# Your goal
Pick up the blog post on the "gay agenda" after its final sentence and keep writing it.
___ Document text
Run to your dreaming
When you're alone
Unplug the TV
And turn off your phone
Get heavy on with digging your ditch


Thursday, February 21, 2008

My Lesbian Agenda

First off, my own personal gay agenda is far from what the republican, homophobic [expletive] *coughasshole’scough* believe the gay agenda is. My *points at self with both hands* own personal gay agenda is all in the name of science. A few weeks ago I saw an article on AOL saying that two female rats made sweet, tender and rough when they needed to be love with each other. The result. A beautiful baby girl. That’s right, two scientists made two girl rats have sex and make a baby without the help of any males or sperm. I’m totally going to ignore the fact that most likely, some douchebage scientist was like “Hey, let’s make two girl rats do it. It’ll be hott.” Whatever. But now, I’ve taken it into my own hands. Without anybody even needing to ask, I have stepped up and made it my personal goal, to have as much sex with a woman as possible to get her pregnant. The results have been astounding. Let me tell you that much. I’m all about making the world a better place, you know? I just want to do my part.

But really, it’s absurd to say that the “gay agenda” is to turn young adults and children into “being gay” as if it were a choice. It’s just as absurd as saying that I’m going to eat your baby, screw a goat, or watch El Cantante with J Lo and Marc Anthony. Fuck off with that. I will absolutely NOT watch El Cantante with J Lo and Marc Anthony. In fact, I am taking PRO ACTIVE steps to make sure that they never ever share the big screen again. If they wanna make movies, let’s keep it with a camcorder, in the bedroom, on a sex swing, bound and gagged like the rest of America. I mean, really.

If educating people about the homosexual lifestyle is really a means to turn someone gay, then I argue that teaching drug prevention promotes doing drugs, or educating people about alcohol abuse promotes alcoholism. What is sad is that the very same country that claims to send the message that we are all free to be ourselves, to learn, live and love equally shoulder to shoulder with everyone, is completely shifting focus off the real point. I’m not saying I’m surprised. I mean our government, in this country, lying to us?! NO way! Our government? The same government that screws us three ways from Sunday and isn’t even kind enough to give us a reach around?! Fuckin’ say it ain’t so.
______
___ Listed records
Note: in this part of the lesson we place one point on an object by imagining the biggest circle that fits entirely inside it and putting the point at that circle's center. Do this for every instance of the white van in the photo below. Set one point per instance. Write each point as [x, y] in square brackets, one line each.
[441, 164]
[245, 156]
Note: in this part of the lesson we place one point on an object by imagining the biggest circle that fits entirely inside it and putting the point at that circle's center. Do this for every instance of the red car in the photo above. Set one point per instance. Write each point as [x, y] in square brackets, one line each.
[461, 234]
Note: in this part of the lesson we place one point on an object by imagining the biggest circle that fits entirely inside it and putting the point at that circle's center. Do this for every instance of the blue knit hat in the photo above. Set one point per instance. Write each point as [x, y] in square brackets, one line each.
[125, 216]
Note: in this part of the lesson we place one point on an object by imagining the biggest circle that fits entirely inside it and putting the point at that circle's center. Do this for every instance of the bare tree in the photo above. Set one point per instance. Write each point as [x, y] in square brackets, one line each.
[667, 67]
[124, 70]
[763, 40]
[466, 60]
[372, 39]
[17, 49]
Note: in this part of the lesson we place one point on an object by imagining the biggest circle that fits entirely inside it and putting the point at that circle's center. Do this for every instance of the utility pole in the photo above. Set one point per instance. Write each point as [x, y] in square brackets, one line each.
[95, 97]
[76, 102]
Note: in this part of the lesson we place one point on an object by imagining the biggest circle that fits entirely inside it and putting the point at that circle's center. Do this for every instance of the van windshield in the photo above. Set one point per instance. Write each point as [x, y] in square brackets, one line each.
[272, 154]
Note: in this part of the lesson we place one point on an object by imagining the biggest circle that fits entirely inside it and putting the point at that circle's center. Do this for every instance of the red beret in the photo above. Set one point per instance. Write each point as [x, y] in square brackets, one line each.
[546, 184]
______
# Task output
What the real goal is to teach awareness. To teach diversity and tolerance. America is one huge melting pot orgy. We have to learn how to live with each other, tolerate each other, and respect the fact that we share different thoughts, morals, and most importantly, lifestyles. Just like, say, you might want to watch El Cantante. I mean, I can piss and moan, and explain to you that the movie will be so bad it will hurt you and make you cry, but at the end of the day it’s your choice. Depends on if you want to be a rebel that day or not. I have to respect that. I mean, me being gay I am just asking that people treat me no differently than your average Marc Anthony, respect my lifestyle and respect who I am and understand it is not something I stumbled upon. And by no means is it “an easy way out”. In fact I must be pretty strong in my convictions to deal with the harsh reality of what it entails to be gay.

Because really, who would “choose” this life? With this “decision” comes knowing that you will not be as welcomed anymore, the possibility that loved ones in your life will no longer accept you, the chance that a complete stranger will choose to harass you or harm you based solely on who you are holding hands with, the ridiculous notion that you’ll be attracted and oogle over ANYONE of your same sex. Pfft. Yeah, right, some people can be so self righteous. Just because I make out with women, does NOT mean just because you are not a man, I want you. This is not true. I’m just as picky and bitchy as I was before when I was dating men thank you oh so very much. I look at it this way, me asking for your acceptance is not me asking YOU (meaning straight people) to get at a chick. I’m not forcing you to take on a stone butch…although you might want to think about it, they’ll tear your shit up. True story.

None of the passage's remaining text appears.